#### EXERCISE DETAILS:
Copy the lines below verbatim, beginning with the line that includes "Target: bird's breast" and continuing to the end; leave out everything before it.

#### MATERIALS PROVIDED:
+-------+

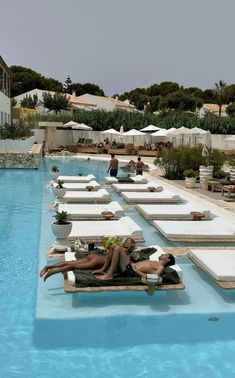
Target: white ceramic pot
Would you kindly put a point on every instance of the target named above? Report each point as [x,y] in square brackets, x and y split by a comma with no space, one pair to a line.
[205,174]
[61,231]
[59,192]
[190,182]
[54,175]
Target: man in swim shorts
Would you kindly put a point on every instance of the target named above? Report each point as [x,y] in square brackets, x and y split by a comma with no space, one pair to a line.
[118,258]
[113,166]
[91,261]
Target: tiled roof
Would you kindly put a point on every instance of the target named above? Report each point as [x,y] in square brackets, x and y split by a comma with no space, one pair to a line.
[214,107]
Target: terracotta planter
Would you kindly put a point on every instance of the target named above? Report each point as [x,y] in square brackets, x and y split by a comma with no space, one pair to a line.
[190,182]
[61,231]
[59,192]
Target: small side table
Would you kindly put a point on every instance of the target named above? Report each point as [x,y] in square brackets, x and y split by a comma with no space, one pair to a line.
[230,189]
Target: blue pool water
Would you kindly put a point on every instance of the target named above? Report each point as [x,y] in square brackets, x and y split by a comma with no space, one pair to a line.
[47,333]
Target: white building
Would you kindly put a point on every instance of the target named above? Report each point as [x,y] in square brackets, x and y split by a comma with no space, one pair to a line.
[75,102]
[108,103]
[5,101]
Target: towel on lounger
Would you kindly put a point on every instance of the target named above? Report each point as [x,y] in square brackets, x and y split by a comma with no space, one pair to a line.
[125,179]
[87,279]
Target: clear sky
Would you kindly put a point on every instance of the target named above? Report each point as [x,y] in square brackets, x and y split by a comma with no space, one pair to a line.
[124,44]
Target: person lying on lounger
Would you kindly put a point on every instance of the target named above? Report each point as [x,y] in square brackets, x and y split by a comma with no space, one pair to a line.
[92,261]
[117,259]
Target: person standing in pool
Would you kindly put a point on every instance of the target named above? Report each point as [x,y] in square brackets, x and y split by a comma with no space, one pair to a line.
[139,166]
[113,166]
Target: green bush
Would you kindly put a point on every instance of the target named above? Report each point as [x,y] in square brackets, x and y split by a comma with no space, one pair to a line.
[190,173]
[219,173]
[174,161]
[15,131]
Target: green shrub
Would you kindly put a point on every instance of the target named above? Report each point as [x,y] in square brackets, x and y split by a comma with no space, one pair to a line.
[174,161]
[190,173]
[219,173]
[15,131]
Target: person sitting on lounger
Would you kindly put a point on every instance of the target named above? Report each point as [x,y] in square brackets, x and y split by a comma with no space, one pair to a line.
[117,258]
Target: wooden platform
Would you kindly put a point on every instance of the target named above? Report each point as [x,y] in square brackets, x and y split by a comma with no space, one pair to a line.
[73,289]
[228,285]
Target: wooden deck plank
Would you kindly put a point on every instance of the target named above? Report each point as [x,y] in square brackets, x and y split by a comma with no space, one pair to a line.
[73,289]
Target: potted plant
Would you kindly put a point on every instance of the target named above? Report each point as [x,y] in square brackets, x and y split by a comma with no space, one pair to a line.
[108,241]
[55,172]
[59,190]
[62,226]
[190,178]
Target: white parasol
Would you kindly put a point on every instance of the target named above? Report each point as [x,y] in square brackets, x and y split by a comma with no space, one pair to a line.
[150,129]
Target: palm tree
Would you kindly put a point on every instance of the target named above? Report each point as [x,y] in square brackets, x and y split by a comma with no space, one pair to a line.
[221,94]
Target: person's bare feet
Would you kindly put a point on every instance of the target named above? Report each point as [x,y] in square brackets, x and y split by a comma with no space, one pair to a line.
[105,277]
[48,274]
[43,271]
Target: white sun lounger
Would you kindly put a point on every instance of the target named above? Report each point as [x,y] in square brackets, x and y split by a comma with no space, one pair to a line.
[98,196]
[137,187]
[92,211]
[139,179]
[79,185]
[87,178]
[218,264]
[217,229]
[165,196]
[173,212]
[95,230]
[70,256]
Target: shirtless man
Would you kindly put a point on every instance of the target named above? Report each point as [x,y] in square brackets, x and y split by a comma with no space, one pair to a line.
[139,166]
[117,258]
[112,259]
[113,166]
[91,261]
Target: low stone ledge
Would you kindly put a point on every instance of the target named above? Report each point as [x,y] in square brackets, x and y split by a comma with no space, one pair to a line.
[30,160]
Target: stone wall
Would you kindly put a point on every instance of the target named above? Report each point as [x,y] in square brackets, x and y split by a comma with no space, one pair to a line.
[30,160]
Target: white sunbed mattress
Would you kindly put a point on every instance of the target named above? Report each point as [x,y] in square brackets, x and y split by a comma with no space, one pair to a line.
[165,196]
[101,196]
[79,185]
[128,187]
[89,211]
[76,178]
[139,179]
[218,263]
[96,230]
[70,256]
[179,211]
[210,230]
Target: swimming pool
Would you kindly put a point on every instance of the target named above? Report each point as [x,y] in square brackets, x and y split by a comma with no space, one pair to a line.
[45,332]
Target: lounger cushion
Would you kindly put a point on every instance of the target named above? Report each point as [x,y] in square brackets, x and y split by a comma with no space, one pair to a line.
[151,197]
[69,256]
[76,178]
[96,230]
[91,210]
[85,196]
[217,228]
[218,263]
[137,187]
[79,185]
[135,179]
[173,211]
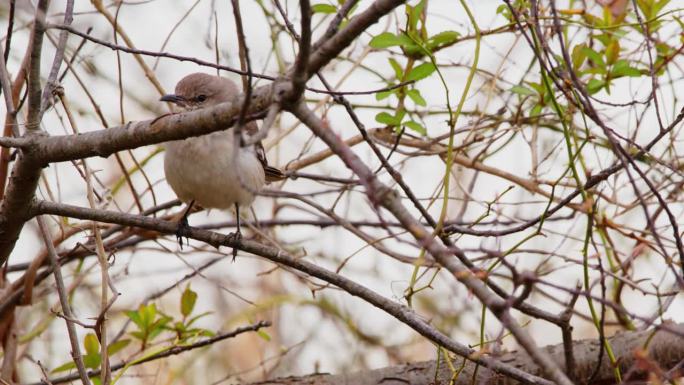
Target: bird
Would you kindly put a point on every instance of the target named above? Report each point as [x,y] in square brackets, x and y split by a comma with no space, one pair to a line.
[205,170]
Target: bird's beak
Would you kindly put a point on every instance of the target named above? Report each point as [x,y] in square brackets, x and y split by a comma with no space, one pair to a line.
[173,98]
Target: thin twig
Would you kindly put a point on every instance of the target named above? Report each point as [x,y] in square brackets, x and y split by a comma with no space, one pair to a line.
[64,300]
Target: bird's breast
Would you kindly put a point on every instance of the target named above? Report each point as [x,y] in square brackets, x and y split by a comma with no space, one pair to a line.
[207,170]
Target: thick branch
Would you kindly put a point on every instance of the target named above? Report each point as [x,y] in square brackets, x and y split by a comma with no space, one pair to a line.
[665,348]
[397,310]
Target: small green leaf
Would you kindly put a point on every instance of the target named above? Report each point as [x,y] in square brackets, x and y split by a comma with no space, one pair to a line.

+-------+

#### CORRECT RESPONSE:
Target: bird's breast
Would you kindly put a point on every instance of the target named above? Report each point as [x,y] in square brackets, x and y split by a comma with no space, one pair to a line.
[207,170]
Target: thick branch
Would you kindly put a point on every instance of the target named above? Report each point as [x,y] in square brackets, x and y split by a comma with no space, one pair to a line.
[665,348]
[397,310]
Target: small green leaf
Would you kindly put a point on every instance of the target named above? Report each point as [x,y] in square brackets, x and y split by a comma with no space, one pair to a line.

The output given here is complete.